CHALLENGE 1
In the commentary on Harris and busing, what racially charged issue did Castro use against O'Rourke?
CHALLENGE 2
What is the Spanish translation of this sentence from the commentary on Harris and busing: "Castro's racially charged issue was immigration."
CHALLENGE 3
Could you continue the commentary on Harris and busing from where it stops?

PROVIDED TEXT
Since then, some reporters have pressed for an answer. At first, Harris surrogates said busing wasn’t the point, but in Miami it was her money line: “Mr. Vice President, do you agree today that you were wrong to oppose busing then?” Then Harris’ campaign said she supports busing, but cited only her support of a bill that has some federal money for voluntary local busing, which was never at issue.

Ten days later, Harris still won’t say if she supports court-ordered busing to remedy de facto school segregation. It’s an awkward time to admit she doesn’t, but that’s the only inference left to draw: Harris’ position on busing today is the same as Biden’s was 45 years ago. It casts her big moment in a different light. It also begs us to think about how we talk about race, especially in election season.

The night before Harris went after Biden, Julián Castro took out Beto O’Rourke in much the same style. Castro’s racially charged issue was immigration. O’Rourke was ticking off a list of progressive policy proposals and acquitting himself fairly well when Castro interrupted to instruct him that

… the reason they’re separating little children from their families is they’re using section 1325 … which criminalizes coming across the border to incarcerate the parents and separate them. Some of us… have called to end that section. … Some, like Congressman O’Rourke, have not.

O’Rourke replied that in Congress he had co-sponsored a bill to decriminalize border crossings by asylum seekers. It wasn’t nearly enough for Castro: “I think you should do your homework on this issue and if you did your homework on this issue you would know we should repeal it," meaning the relevant section of federal law.

GIVEN MATERIAL
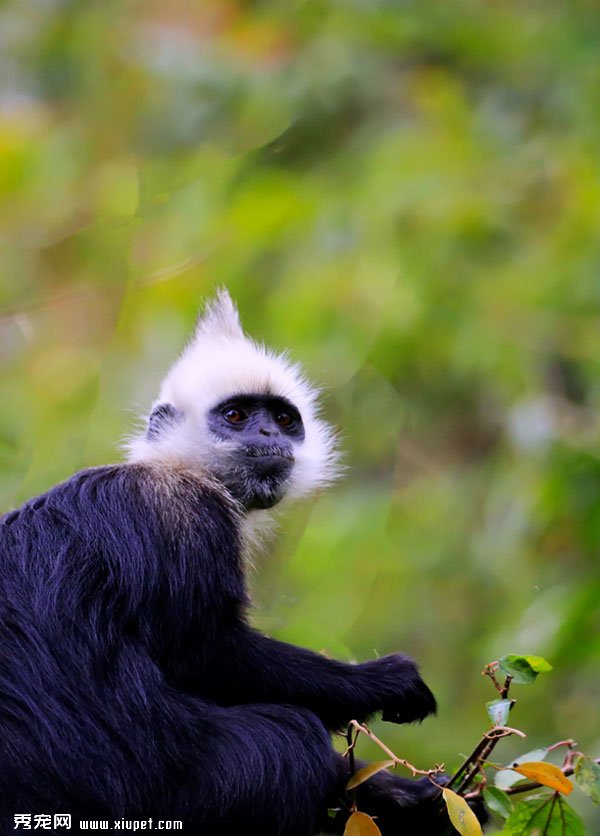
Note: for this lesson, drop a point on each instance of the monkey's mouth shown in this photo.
(257, 451)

WRITTEN ANSWER 1
Immigration.

WRITTEN ANSWER 2
El tema con carga racial de Castro era la inmigración.

WRITTEN ANSWER 3
There’s some history between the two, in that Castro resents O'Rourke for gaining celebrity by challenging Sen. Ted Cruz in a race that Castro ducked. Castro’s rudeness — if O’Rourke weren’t so lazy, he’d agree with him — must have bothered someone besides Beto and me, but a Politico headline read simply, "Castro decks Beto." Harris was ruder in her patronizing and highly provisional assurance to Biden: “I don’t believe you’re a racist.” No one in the press picked up on that either, but then neither did Biden.

Those attacks were effective in reinforcing impressions of Biden as old and out of touch and O’Rourke as a lightweight. But I believe they came at a cost to Castro and Harris and the larger Democratic cause. Watching both encounters, I felt as if I were watching busing and immigration being used by Democrats as wedge issues against one another. It’s a bad business for anyone to be in, but especially them.

We naturally associate the concept of wedge issues with Republicans, who own the patent on it. I don’t equate what I saw in the debates to Republican attempts to peel off Democratic votes by blowing racist or sexist dog whistles. But the reason all wedge issues are cultural — no one ever got blown off the face of Twitter for siding with big banks — is that issues of race, gender and sexual identity are highly combustible and must therefore be handled with care. All weaponizing of such issues is destructive.

I wrote last week that social liberalism is part of a new American consensus. It isn’t always easy to see, what with Trump drawing so many racists outdoors and maybe even increasing their numbers. But on issues from marriage equality to reproductive rights to gun safety to racial discrimination, upwards of 60% of all voters are liberals. It is the most liberal social consensus in American history.

That consensus extends to immigration. Most voters abhor Trump’s immigration policies. If Democrats win the White House and Senate, they may, with the public’s full blessing, put a stop to the wall, dissolve ICE, end family separations, surge judges to the border, rescue dreamers, offer a path to citizenship for 12 million undocumented immigrants and pump aid into Guatemala, Honduras and El Salvador. In my adult life, I can’t recall a more sweeping progressive victory than that.

Note, however, that ginning up anti-immigrant hysteria is a main ingredient in the not-so-secret sauce of fascism. Also note that voters care deeply for the rule of law, and that their concerns about drug smuggling, human trafficking and terrorism are real and legitimate. It’s why "OPEN BORDERS!” lands just behind "FAKE NEWS!" on Trump’s Twitter hit parade.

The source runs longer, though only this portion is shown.